§ **Short task**: Everything from the line containing "If you could drop a marker on the blurred branch, one" to the last line of the records must be returned verbatim; nothing else belongs in the output.

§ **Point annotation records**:
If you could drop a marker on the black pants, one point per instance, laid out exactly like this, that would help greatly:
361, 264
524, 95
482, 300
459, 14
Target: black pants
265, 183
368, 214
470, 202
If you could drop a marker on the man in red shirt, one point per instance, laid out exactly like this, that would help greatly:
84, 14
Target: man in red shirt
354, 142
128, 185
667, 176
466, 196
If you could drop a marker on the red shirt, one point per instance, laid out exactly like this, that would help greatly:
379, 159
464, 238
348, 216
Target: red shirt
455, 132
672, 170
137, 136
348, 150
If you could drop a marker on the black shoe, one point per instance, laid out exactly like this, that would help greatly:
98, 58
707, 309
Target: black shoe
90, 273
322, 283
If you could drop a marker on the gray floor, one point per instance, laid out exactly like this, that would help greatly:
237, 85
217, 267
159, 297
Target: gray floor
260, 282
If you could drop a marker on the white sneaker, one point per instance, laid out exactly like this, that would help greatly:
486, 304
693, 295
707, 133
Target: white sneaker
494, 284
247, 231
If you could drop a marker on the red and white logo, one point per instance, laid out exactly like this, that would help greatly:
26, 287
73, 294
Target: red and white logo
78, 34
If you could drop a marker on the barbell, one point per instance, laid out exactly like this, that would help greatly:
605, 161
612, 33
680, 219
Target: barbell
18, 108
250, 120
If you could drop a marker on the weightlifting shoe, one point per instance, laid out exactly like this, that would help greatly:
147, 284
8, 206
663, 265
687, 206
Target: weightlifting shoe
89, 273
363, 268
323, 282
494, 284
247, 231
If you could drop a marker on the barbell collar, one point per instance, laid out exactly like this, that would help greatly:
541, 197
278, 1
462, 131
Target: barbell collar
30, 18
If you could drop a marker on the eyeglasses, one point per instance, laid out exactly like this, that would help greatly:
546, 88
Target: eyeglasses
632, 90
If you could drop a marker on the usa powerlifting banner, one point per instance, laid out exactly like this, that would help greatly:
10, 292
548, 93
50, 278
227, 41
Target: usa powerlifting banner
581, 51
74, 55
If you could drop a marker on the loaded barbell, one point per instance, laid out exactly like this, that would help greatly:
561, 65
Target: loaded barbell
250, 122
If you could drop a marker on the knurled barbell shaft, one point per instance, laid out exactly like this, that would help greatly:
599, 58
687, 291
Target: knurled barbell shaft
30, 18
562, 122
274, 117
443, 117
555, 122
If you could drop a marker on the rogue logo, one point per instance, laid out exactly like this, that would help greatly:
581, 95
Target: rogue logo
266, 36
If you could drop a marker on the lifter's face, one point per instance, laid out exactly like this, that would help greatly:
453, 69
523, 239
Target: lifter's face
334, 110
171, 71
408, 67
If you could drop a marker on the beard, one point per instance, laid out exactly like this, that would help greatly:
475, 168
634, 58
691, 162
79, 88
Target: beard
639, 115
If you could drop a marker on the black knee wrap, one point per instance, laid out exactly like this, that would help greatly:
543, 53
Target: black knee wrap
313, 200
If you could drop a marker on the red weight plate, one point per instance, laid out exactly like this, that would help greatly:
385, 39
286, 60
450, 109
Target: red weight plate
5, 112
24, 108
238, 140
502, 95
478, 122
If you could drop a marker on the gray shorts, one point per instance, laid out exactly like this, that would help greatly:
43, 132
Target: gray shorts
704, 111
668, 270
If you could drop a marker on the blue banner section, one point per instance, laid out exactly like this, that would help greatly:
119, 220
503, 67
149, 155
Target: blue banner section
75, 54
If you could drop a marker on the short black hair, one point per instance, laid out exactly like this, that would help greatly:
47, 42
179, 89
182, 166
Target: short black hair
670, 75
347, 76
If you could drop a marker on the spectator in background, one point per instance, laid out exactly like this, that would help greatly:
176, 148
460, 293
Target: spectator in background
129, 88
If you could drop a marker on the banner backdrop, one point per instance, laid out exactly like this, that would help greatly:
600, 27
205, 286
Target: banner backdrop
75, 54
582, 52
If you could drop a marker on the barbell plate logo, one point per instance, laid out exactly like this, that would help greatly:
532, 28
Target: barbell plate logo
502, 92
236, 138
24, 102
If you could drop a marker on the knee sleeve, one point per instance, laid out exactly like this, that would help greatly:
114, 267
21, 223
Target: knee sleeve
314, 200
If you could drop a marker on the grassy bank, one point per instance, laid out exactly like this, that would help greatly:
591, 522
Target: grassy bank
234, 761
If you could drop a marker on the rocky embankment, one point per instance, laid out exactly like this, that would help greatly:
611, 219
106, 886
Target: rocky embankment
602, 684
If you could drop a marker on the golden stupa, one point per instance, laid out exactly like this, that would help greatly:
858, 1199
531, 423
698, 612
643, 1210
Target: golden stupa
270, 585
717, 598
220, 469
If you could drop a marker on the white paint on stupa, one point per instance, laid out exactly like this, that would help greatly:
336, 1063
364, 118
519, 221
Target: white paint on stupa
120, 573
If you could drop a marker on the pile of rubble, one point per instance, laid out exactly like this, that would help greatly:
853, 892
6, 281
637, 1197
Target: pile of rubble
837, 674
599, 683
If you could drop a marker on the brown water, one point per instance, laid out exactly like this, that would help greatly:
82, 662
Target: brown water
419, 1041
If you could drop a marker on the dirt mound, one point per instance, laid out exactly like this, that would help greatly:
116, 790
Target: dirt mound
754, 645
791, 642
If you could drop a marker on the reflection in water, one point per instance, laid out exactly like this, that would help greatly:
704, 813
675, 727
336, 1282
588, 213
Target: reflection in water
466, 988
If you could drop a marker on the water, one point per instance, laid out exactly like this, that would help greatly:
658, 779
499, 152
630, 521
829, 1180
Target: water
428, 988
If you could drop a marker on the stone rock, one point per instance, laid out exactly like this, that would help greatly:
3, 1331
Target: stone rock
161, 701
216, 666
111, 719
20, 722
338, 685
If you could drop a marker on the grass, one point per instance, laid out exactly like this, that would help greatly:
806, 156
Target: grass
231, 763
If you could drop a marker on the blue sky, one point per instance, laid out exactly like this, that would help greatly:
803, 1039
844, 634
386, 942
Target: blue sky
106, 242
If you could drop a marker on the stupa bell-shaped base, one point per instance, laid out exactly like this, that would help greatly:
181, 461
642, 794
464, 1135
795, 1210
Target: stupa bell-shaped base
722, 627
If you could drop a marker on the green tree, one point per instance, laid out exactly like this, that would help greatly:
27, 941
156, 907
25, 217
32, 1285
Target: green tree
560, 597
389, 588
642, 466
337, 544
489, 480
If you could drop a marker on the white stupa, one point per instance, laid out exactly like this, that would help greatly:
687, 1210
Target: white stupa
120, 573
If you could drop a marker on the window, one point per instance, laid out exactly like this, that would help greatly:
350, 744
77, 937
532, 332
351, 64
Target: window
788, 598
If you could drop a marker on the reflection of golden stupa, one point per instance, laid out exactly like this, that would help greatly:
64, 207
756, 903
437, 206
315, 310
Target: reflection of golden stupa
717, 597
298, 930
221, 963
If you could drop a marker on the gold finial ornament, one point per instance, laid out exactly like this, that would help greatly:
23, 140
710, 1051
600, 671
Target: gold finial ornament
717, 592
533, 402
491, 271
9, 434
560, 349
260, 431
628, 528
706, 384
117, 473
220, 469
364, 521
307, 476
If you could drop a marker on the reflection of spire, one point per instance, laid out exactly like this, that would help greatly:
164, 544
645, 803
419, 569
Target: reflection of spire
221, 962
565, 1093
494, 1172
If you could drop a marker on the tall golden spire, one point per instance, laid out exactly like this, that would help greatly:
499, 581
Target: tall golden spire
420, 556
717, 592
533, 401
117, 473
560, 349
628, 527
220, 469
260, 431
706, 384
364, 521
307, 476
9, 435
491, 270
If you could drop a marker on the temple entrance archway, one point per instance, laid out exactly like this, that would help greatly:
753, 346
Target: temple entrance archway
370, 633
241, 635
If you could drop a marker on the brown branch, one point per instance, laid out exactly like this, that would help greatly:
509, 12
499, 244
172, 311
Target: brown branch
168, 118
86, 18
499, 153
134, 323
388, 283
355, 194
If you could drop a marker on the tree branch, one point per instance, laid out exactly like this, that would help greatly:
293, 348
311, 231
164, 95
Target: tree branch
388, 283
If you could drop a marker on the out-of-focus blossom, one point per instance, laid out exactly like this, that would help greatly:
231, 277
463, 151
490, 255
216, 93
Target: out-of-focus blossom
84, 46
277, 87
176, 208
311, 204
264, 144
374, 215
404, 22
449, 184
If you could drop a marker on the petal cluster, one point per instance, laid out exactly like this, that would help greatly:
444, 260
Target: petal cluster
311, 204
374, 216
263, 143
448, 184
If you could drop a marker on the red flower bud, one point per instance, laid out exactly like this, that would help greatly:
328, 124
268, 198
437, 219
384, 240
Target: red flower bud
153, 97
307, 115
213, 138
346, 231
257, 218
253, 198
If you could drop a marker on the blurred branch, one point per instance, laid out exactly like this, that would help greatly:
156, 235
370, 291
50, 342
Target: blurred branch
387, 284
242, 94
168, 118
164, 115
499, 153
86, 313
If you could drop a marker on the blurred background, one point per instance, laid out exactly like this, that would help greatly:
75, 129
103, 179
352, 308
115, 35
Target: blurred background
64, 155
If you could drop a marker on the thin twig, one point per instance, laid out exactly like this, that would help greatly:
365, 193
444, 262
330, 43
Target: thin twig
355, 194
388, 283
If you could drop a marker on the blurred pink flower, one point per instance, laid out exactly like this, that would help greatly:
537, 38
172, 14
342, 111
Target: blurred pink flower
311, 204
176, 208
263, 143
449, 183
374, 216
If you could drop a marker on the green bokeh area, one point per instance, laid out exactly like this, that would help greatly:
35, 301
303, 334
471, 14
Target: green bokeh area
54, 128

§ **Exercise output**:
If you could drop a marker on the blurred branch, one point per instance, laid out exactly like this, that would help greatly:
156, 235
370, 291
50, 342
Target: blurred branch
387, 284
242, 94
168, 118
164, 115
499, 153
86, 313
If you could drop a marker on the blurred background, one point per instance, laid out exactly like this, that would help greatly:
75, 129
103, 179
352, 308
115, 35
Target: blurred background
64, 155
If you could drop a marker on the thin twig, one point per instance, laid out exactly like this, that would help greatly:
365, 193
444, 262
330, 43
Target: thin twig
355, 194
388, 283
If you could drop a marker on the blurred pink flower, one point per instance, laid out exactly like this, that would help greatly:
537, 38
172, 14
342, 111
Target: blurred pink flower
311, 204
176, 208
263, 143
449, 183
374, 216
If you could drop a marker on the green bokeh area, one point per instance, laid out exactly like this, that would help greatly:
35, 301
303, 334
471, 14
Target: green bokeh area
54, 128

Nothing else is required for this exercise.